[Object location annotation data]
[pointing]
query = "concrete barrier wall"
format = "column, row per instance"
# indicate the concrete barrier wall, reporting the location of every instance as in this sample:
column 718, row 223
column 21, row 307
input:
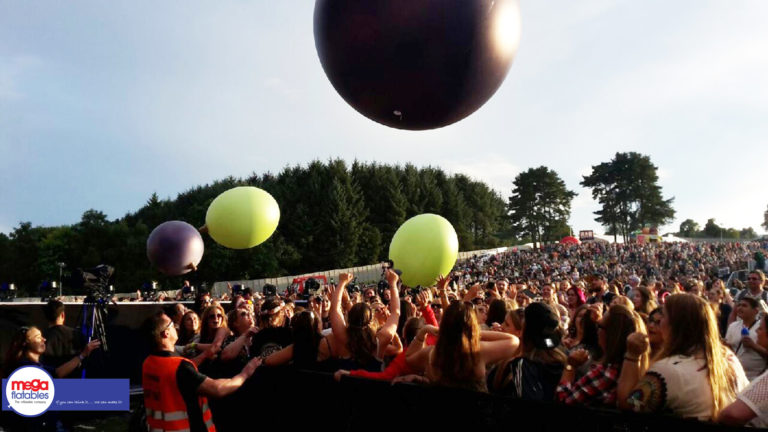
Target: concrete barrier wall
column 367, row 275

▶ WHAT IS REQUIRED:
Reproduce the material in its entirety and word for word, without the pictures.

▶ FINISHED ANSWER:
[pointing]
query = "concrete barrier wall"
format = "column, row per instance"
# indicate the concrete barrier wall, reporting the location of every instance as in this sample:
column 718, row 223
column 21, row 307
input:
Target: concrete barrier wall
column 367, row 275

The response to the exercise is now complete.